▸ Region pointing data
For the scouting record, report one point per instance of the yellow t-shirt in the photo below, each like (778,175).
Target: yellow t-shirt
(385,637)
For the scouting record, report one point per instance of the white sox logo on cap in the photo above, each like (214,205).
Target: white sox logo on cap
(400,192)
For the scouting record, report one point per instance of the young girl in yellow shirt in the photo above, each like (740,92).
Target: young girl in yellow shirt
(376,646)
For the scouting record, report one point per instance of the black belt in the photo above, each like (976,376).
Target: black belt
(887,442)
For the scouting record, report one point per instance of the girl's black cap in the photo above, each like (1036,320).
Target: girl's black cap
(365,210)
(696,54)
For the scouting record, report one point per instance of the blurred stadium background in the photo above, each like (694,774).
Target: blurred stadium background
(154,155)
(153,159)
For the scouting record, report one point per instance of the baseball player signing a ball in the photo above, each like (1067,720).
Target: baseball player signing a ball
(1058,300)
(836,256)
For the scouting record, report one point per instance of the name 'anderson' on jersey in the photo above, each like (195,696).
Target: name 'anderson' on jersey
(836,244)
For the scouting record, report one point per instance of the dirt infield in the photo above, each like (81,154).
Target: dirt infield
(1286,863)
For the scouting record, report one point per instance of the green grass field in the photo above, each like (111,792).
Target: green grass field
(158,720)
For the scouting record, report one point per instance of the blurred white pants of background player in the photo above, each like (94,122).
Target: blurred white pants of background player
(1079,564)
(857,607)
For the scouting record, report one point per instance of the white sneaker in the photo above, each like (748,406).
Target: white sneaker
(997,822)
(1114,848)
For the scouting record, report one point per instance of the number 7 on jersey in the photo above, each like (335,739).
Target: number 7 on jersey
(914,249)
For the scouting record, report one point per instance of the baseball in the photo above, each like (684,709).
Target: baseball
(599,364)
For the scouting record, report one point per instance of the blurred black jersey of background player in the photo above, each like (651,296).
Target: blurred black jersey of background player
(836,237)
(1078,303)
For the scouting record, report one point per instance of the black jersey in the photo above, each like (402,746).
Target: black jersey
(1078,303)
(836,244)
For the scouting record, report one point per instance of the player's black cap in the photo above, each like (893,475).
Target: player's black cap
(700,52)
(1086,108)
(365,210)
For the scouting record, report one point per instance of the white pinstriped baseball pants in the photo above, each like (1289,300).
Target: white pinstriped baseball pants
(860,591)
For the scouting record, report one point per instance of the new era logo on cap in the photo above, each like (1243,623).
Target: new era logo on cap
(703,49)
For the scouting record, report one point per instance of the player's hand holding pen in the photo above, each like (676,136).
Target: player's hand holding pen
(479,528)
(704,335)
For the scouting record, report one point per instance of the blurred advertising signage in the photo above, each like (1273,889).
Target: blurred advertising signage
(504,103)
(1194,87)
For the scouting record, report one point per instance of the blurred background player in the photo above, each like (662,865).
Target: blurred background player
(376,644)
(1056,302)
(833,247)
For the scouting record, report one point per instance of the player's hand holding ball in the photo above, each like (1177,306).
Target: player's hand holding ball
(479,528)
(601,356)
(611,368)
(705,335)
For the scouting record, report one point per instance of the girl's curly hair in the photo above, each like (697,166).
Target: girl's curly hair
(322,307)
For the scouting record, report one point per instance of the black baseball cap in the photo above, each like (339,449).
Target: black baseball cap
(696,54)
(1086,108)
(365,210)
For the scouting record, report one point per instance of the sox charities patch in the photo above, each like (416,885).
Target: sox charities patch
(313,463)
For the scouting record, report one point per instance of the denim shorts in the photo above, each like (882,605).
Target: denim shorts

▸ To do
For every line of the records that has the word "shorts" in it, make a copy.

▸ Output below
For the scouting record, report one point per instance of the denim shorts in the photo above, each like (882,605).
Target: denim shorts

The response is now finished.